_GIVEN PASSAGE_
==================================================

Tightening the screws in Venezuela

Venezuelans lining up for groceries

Ever since this website got underway, we’ve been following the inexorable economic decline of the Bolivarian Republic of Venezuela under the rule of Hugo Chávez’s hapless yet ruthless protégé and successor, Nicolás Maduro. We’ve seen how Maduro’s stubborn devotion to socialist policies has led to shortages in basic goods and even – in a country that’s one of the world’s largest oil producers – to an inability to provide Venezuelan motorists with enough gasoline to keep their cars and trucks going.

Political prisoner Leopoldo Lopez

A year ago, the Venezuelan electorate dealt chavismo a huge blow by electing a National Assembly dominated by opponents of the Maduro regime. The vote was viewed as a potential game changer. Observers assumed there would be major changes in the offing. For example, it was widely believed that Maduro’s most high-profile political prisoner, the folk hero Leopoldo López, would soon be free.

Donald Trump, Liliana Tintori, Mike Pence, and Marco Rubio at the White House on February 15

Well, López is still behind bars. (His wife, Liliana Tintori, met  with President Trump in February, after which Trump called for Lopez’s immediate release.) And not much else has changed, either. At least not for the positive. On the contrary, Maduro has flexed his muscles more aggressively than ever – limiting the authority of the National Assembly, stepping up arrests of opposition leaders, imprisoning people without trial, canceling elections, violently crushing protests, closing down CNN en Español, and barring the New York Times’s Caracas correspondent from the country. In late March, according to the Times, “the United States, Canada and a dozen of Latin America’s largest nations called for Mr. Maduro to recognize the National Assembly’s powers, a rare joint statement that reflected deep impatience with his government.”

==================================================

_DATA EXCERPT_
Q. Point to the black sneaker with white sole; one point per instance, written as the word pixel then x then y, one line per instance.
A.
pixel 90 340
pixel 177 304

==================================================

_TASKS FOR THIS EXERCISE_
1/ Print the article on Venezuela, everything from "Political prisoner Leopoldo" down to "soon be free.".
2/ Judge whether each statement agrees with the article on Venezuela, answering yes or no and quoting the words that decide it: (a) Leopoldo López was freed after the National Assembly election. (b) Maduro closed down CNN en Español. (c) The late-March joint statement came from the United States and Canada alone.
3/ Go on with the article on Venezuela from the point where it stops.
The data is not needed here.

_RESPONSES FOR EACH TASK_
1/
Political prisoner Leopoldo Lopez

A year ago, the Venezuelan electorate dealt chavismo a huge blow by electing a National Assembly dominated by opponents of the Maduro regime. The vote was viewed as a potential game changer. Observers assumed there would be major changes in the offing. For example, it was widely believed that Maduro’s most high-profile political prisoner, the folk hero Leopoldo López, would soon be free.

2/
(a) No: "Well, López is still behind bars."
(b) Yes: "closing down CNN en Español"
(c) No: "the United States, Canada and a dozen of Latin America’s largest nations called for Mr. Maduro to recognize the National Assembly’s powers"

3/
A Venezuelan protester holds up a flag bearing the slogan: “No dictatorship”

Alas, Maduro, instead of responding to this statement by developing a newfound respect for the National Assembly, did precisely the opposite. On March 29, Venezuela’s Supreme Court, which is dominated by Maduro loyalists, essentially dissolved the National Assembly and said that henceforth it, the Court, would be exercising legislative powers in its stead. In one fell swoop, this outrageous action effectively removed from the scene the major challenge to Maduro’s authority. As the Times noted, “In taking power from the National Assembly, the ruling removed what most consider to be the only remaining counterbalance to the president’s growing power in the country.”

Julio Borges protesting the Court’s action

Of course, there’s a word for this sort of thing: coup. Luis Almagro, Secretary General of the Organization of American States, did not hesitate to call it precisely that. The U.S., Mexico, and Colombia all officially denounced the Supreme Court’s action; Peru cut off diplomatic relations with Venezuela. Julio Borges, president of the National Assembly, denounced the Court’s ruling as “garbage,” stating: “They have kidnapped the Constitution, they have kidnapped our rights, they have kidnapped our liberty.”

Nicolas Maduro

The Miami Herald quoted Peter Schechter, director of the Adrienne Arsht Latin America Center, as saying that Venezuela should henceforth be treated as a “pariah state.” Stated Schechter: “If there was any doubt before, there should no longer be one: Venezuela is a dictatorship.” The Times echoed this view, noting that the Venezuelan government, which until recently had been described by many as “an authoritarian regime,” was now widely viewed as “an outright dictatorship.”

To anyone familiar with the dreadful, depressing history of institutionalized socialism, none of this should be terribly surprising. The implementation of socialist ideology inevitably leads, sooner or later, to economic crisis, food shortages, and the suppression of human rights; and this combination of disasters, in turn, almost invariably causes the tyrants in charge not to reverse their catastrophic policies but to tighten the screws and intensify their grasp on power.

Briefly put: this can’t end well.

¡Felicitaciones, Venezuela!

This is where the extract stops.